→ **TASK PROMPT**:
In the records below, take the line containing "Mark the chick leg, one" and every line following it, and write them out exactly.

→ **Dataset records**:
=== Section Start ===
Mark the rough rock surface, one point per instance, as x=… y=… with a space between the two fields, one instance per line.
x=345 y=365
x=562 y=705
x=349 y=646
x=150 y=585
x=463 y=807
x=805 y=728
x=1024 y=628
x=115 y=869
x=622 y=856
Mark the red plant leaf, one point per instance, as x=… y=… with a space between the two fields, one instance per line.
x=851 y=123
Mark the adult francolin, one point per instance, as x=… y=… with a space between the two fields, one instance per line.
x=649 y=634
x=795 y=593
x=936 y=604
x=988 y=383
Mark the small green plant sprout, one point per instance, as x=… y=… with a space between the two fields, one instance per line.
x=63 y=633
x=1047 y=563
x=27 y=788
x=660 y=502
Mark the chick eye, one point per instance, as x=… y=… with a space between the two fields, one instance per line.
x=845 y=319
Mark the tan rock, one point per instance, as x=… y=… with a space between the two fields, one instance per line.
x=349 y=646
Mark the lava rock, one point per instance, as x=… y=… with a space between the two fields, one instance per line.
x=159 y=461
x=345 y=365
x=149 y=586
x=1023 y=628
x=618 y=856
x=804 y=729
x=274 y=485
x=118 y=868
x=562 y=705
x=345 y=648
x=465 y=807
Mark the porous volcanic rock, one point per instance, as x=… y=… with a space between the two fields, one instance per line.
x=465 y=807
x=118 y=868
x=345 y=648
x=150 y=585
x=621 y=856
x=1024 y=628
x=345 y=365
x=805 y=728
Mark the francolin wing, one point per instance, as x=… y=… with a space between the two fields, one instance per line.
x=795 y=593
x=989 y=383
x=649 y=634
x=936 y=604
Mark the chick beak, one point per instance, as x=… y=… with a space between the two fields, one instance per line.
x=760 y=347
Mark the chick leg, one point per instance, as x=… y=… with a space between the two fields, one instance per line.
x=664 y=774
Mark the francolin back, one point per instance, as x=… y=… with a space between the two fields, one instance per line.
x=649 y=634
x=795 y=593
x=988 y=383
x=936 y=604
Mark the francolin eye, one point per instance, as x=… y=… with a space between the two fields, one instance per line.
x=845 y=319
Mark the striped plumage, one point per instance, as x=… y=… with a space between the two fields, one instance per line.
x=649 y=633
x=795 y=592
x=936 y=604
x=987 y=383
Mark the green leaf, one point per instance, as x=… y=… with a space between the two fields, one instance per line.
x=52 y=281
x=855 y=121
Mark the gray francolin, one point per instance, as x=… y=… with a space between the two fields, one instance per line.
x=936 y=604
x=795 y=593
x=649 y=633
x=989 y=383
=== Section End ===
→ **EXPECTED OUTPUT**:
Mark the chick leg, one point per instance, as x=… y=… with a space between the two fields, one instance per line.
x=664 y=774
Mark the francolin back, one point per instance, as x=… y=… with a space between the two fields, one instance per line.
x=649 y=634
x=795 y=593
x=988 y=383
x=936 y=604
Mark the francolin eye, one point per instance, as x=… y=… with a space between the two fields, one instance per line.
x=845 y=319
Mark the striped plumage, one point per instance, as x=… y=… with a space between the two fields, one instance per line.
x=649 y=633
x=795 y=592
x=936 y=604
x=987 y=383
Mark the green leaf, one point per instance, as x=… y=… with a space between the two fields, one instance per line.
x=52 y=281
x=855 y=121
Mark the gray francolin, one point per instance, as x=… y=… with a space between the two fields, one instance per line.
x=936 y=604
x=795 y=593
x=649 y=633
x=989 y=383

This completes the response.